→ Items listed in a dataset

***

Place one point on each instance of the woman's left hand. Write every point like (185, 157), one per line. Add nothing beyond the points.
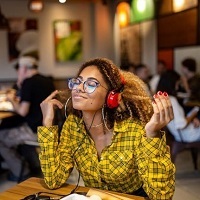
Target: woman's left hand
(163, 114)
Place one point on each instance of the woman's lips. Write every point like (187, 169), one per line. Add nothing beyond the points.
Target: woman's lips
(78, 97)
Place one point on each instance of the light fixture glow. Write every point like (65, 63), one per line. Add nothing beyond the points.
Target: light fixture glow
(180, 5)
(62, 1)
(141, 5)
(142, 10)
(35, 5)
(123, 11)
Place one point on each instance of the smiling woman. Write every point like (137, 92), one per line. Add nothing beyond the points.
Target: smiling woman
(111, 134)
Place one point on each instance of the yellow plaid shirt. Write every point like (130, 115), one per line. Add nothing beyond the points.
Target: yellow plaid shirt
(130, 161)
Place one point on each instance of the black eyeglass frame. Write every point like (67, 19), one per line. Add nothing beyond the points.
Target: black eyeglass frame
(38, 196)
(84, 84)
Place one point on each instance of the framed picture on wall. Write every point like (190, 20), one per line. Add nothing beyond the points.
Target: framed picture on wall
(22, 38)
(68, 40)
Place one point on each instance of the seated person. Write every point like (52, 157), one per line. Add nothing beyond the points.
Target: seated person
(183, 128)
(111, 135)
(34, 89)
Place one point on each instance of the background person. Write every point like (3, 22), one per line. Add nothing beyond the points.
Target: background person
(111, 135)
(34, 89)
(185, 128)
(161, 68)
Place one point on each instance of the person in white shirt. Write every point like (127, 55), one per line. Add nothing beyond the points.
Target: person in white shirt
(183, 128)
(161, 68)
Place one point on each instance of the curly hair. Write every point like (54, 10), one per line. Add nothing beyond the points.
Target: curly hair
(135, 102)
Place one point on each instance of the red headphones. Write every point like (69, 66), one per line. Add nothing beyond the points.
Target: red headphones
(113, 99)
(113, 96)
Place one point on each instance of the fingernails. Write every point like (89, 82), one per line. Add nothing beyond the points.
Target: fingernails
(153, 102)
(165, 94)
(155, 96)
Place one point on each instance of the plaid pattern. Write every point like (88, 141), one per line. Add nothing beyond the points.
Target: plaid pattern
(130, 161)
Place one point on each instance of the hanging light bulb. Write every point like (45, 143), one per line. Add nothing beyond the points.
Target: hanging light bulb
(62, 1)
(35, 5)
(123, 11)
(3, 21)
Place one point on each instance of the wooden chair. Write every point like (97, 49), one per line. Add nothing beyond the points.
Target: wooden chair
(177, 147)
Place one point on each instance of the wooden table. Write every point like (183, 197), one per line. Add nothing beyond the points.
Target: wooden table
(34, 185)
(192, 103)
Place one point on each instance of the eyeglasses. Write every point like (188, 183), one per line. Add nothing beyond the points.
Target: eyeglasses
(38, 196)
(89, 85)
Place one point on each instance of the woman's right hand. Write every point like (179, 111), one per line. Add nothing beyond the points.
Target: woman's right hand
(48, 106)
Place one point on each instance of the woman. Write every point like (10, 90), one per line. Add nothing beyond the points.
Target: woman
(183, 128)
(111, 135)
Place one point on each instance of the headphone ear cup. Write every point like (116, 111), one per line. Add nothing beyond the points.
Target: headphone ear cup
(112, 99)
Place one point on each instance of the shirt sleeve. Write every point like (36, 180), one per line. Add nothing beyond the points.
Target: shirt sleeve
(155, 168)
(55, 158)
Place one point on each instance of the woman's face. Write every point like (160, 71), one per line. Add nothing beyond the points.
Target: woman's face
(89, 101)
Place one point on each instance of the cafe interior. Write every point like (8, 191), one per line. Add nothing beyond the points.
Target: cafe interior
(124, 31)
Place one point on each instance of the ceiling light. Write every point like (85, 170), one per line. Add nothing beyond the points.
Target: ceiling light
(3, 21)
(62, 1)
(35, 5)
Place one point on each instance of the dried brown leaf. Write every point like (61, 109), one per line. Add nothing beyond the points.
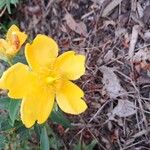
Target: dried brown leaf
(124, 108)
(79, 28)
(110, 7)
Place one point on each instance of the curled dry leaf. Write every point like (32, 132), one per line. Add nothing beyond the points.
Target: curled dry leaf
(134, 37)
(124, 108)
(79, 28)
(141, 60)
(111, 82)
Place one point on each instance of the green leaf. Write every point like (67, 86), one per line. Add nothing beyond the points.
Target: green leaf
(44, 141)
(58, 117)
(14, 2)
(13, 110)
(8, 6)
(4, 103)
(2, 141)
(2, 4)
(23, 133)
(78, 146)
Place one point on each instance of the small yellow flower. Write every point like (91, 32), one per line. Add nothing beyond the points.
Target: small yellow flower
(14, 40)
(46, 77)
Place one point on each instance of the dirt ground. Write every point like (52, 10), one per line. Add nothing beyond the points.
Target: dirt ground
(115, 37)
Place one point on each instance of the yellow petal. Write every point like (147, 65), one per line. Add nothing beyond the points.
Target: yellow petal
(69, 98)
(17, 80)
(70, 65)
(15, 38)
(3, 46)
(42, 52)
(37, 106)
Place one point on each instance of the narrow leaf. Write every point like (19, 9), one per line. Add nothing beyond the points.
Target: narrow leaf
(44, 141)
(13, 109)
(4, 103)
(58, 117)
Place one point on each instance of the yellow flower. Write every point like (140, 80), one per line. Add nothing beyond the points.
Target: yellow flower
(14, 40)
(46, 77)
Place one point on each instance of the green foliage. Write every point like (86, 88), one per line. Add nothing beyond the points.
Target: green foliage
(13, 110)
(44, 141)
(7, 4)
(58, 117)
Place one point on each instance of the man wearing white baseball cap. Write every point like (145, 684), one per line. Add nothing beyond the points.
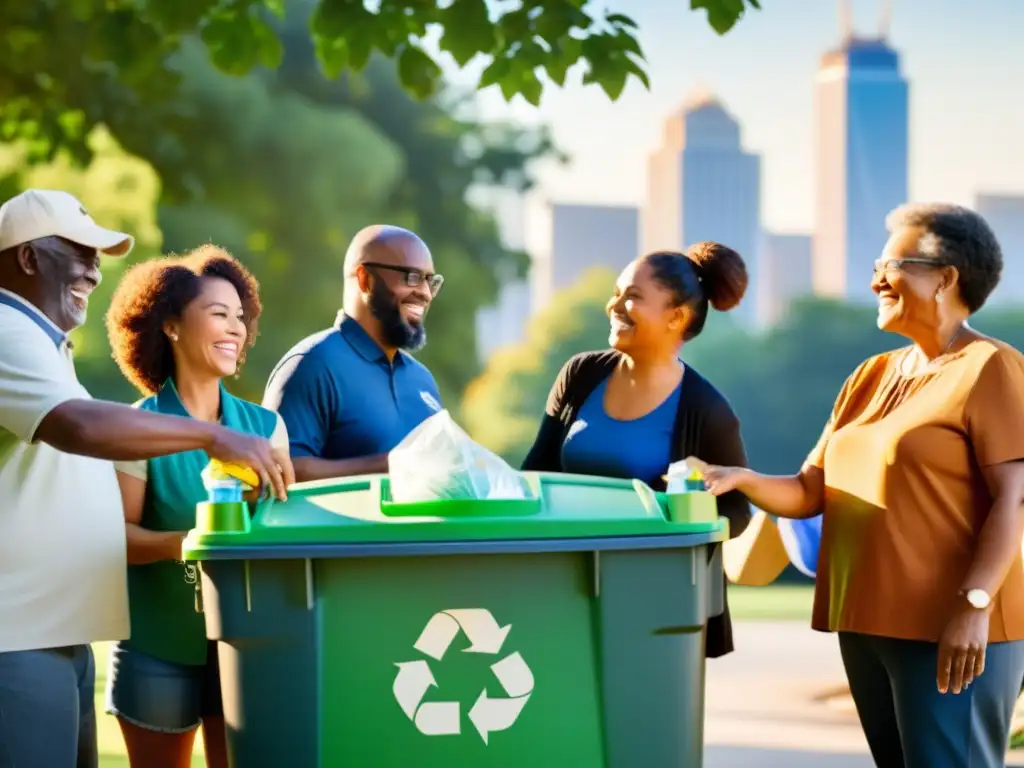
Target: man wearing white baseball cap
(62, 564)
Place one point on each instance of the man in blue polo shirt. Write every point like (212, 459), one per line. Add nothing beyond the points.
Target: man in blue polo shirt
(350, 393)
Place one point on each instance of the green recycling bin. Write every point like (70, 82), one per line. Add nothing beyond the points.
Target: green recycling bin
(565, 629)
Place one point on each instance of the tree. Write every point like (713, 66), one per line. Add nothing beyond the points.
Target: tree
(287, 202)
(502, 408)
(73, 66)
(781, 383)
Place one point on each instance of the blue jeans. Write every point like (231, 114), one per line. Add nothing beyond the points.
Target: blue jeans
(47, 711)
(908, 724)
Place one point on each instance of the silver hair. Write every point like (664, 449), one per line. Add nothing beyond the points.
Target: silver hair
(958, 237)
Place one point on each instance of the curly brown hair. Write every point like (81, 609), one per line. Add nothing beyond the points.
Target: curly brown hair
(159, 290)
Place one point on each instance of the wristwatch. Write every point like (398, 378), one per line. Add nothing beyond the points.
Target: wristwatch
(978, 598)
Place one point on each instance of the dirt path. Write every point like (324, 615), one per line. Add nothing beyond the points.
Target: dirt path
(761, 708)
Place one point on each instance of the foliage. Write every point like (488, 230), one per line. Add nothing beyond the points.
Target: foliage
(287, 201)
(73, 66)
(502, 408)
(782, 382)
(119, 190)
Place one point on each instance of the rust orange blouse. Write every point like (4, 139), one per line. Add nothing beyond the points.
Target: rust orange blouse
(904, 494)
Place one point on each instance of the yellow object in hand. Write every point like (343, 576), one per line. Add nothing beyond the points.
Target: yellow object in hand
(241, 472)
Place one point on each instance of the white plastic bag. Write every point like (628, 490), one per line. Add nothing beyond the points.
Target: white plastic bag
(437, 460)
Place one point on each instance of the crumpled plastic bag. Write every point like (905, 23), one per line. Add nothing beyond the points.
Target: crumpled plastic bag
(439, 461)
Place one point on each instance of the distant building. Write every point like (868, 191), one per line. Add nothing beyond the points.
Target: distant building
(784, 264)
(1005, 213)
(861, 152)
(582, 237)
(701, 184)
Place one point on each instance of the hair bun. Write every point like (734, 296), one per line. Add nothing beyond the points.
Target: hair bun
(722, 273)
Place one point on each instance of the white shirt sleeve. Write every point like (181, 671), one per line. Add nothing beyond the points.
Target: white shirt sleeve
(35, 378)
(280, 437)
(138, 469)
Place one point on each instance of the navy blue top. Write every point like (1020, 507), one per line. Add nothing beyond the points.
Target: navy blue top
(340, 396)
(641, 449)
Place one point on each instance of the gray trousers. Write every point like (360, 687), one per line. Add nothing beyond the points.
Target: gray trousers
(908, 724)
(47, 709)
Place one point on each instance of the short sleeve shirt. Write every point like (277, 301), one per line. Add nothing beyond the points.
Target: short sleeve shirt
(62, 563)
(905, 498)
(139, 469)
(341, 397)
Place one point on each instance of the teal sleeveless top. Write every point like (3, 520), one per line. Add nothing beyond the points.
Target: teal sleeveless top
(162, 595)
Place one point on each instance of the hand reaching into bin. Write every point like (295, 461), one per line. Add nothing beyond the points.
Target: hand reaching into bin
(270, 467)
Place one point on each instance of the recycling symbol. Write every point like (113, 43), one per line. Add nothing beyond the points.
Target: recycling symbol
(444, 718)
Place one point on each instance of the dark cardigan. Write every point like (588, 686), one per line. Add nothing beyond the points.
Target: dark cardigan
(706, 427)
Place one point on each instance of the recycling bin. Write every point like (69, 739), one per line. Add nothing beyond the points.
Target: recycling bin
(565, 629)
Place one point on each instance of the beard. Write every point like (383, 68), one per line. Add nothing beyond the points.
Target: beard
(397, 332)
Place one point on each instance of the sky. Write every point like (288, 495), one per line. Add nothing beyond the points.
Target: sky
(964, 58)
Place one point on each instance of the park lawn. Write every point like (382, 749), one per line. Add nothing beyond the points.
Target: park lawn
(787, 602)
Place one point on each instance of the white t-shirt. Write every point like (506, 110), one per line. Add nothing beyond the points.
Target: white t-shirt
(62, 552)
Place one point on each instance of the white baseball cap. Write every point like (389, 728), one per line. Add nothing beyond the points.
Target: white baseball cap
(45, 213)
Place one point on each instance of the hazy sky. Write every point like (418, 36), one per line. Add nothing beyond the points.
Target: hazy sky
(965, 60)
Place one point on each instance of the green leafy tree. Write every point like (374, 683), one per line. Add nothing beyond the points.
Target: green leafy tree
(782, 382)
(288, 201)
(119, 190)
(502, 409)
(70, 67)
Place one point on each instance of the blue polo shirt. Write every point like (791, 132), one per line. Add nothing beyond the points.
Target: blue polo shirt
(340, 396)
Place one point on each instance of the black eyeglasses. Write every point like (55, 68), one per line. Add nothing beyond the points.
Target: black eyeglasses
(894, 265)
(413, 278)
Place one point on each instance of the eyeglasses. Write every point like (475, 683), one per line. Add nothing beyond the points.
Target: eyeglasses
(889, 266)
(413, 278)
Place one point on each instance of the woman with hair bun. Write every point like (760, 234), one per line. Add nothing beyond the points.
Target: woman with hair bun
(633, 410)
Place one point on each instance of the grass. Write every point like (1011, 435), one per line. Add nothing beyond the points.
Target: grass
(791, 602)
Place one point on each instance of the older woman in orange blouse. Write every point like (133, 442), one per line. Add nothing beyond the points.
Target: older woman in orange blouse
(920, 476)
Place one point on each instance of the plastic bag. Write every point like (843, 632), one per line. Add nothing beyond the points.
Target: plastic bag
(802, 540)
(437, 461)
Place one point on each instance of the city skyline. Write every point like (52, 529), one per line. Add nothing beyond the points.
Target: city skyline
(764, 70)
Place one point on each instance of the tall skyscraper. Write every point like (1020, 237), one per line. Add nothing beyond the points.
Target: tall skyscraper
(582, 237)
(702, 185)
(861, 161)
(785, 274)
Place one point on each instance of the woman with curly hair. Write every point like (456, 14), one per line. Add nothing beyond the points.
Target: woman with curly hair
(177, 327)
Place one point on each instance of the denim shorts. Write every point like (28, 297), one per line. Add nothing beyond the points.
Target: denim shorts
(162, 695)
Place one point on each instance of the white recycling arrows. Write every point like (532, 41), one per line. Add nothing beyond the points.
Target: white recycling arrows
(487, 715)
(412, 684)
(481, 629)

***

→ DESCRIPTION OF THE TASK
Look for the line that contains "Target: woman with hair bun" in the entries above. Set it down, along with all later lines, exactly as written.

→ THE COMPLETED TASK
Target: woman with hair bun
(633, 410)
Place one point on each instance of the grass. Write every point like (1011, 435), one per line. Add nothing beyond the points.
Target: grass
(791, 602)
Place one point on each instance of the older woman in orange blouse. Write every point like (133, 442), one per line. Add nothing beyond the points.
Target: older woman in orange blouse
(920, 476)
Place one point on each instance of the plastic bag. Write every point like (843, 632), one per line. Add nothing beyond the points.
Target: plastic bag
(802, 540)
(437, 461)
Place one point on each instance of the city skyline. Write every point like (52, 529), one per line. Add nothing beyond the points.
Target: city skyline
(764, 70)
Place one point on each instance of the tall skyscraper. Write every point like (1020, 237), one per line. Add nothing beyond the points.
Target: tall skyscraper
(582, 237)
(702, 185)
(861, 161)
(785, 274)
Place one point on each instance of the woman with curly hair. Write every point like (456, 14), one per line. Add nothing beyond the points.
Target: woman with curly hair
(177, 327)
Place one point on each instance of the denim shorts. Write every point like (28, 297), one per line. Add nothing beyond the points.
Target: denim shorts
(162, 695)
Place one point on each instance of the white recycling arrows. Write every point like (532, 41), one per line. Add nothing beyond the points.
Target: white recycling arrows
(487, 715)
(412, 684)
(481, 629)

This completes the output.